WHAT YOU SHOULD DO: Search the records below for the line containing "Query: rescuer in yellow jacket". Output that line and all later lines exactly; output nothing else.

SUPPLIED DATA:

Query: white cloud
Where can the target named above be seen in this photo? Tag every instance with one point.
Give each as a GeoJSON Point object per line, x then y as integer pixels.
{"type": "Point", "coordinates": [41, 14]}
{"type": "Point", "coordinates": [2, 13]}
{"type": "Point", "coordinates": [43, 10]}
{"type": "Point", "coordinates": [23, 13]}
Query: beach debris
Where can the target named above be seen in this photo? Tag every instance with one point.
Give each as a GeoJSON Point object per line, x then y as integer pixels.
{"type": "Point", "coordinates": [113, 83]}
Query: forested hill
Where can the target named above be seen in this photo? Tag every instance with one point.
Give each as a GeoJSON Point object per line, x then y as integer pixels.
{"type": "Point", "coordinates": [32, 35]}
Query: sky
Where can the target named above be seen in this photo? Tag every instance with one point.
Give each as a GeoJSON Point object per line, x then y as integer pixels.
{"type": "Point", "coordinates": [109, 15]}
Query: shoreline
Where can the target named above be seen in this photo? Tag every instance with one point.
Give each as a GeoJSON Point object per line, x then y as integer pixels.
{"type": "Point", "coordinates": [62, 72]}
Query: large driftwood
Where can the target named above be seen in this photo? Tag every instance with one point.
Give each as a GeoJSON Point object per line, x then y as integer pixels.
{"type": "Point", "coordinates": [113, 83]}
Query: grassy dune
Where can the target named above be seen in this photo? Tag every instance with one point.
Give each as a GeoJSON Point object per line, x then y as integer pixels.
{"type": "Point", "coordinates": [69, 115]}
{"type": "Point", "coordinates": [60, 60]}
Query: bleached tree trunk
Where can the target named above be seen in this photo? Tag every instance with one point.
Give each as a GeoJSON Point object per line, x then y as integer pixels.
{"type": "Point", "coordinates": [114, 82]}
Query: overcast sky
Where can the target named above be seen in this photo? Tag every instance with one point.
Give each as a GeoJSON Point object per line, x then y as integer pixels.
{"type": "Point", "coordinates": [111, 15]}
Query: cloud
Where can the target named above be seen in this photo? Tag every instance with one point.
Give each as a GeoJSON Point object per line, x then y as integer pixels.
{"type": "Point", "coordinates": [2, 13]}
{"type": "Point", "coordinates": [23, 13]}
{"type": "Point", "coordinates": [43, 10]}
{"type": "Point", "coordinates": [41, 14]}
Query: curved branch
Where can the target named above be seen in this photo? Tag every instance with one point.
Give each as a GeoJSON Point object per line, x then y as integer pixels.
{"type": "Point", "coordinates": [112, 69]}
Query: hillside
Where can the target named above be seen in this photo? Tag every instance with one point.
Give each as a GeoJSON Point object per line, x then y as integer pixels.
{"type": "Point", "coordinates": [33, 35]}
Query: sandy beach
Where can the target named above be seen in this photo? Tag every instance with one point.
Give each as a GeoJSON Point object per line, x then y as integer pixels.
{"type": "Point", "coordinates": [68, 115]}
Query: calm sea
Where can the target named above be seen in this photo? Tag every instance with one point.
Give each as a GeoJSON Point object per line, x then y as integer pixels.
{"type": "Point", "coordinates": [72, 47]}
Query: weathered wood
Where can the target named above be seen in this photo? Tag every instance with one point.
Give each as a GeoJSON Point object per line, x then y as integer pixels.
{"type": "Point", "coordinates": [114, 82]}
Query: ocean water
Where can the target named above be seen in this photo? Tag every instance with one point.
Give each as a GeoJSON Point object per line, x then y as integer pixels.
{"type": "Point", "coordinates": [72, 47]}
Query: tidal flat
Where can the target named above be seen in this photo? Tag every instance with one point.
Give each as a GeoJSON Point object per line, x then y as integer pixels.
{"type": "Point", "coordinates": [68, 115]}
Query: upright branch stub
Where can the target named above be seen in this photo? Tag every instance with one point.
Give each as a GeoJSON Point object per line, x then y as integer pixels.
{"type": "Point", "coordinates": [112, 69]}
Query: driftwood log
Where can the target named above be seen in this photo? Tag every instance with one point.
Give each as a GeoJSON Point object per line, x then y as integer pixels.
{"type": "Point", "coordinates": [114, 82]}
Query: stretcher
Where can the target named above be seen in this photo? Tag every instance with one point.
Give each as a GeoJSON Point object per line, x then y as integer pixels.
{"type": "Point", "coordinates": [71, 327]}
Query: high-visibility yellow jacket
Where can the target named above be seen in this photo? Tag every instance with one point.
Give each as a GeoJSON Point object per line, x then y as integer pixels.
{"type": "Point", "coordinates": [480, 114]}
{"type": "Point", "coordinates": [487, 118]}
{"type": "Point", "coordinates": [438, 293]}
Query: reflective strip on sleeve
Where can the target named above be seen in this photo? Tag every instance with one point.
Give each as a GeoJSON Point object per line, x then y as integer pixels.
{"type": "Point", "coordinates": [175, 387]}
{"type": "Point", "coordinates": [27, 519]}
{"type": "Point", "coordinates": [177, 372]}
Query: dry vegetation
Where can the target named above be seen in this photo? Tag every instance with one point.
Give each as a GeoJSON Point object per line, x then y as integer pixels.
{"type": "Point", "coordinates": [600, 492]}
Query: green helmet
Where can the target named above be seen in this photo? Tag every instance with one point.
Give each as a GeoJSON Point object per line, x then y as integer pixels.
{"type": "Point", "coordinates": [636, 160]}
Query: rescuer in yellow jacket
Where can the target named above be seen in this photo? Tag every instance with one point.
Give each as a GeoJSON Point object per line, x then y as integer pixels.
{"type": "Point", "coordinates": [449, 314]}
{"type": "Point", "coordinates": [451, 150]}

RESPONSE TO THE EXERCISE:
Query: rescuer in yellow jacket
Where can the target named above be seen in this photo? Tag every instance with one point.
Give each as a GeoJSON Point object per line, x then y as integer pixels.
{"type": "Point", "coordinates": [449, 314]}
{"type": "Point", "coordinates": [451, 150]}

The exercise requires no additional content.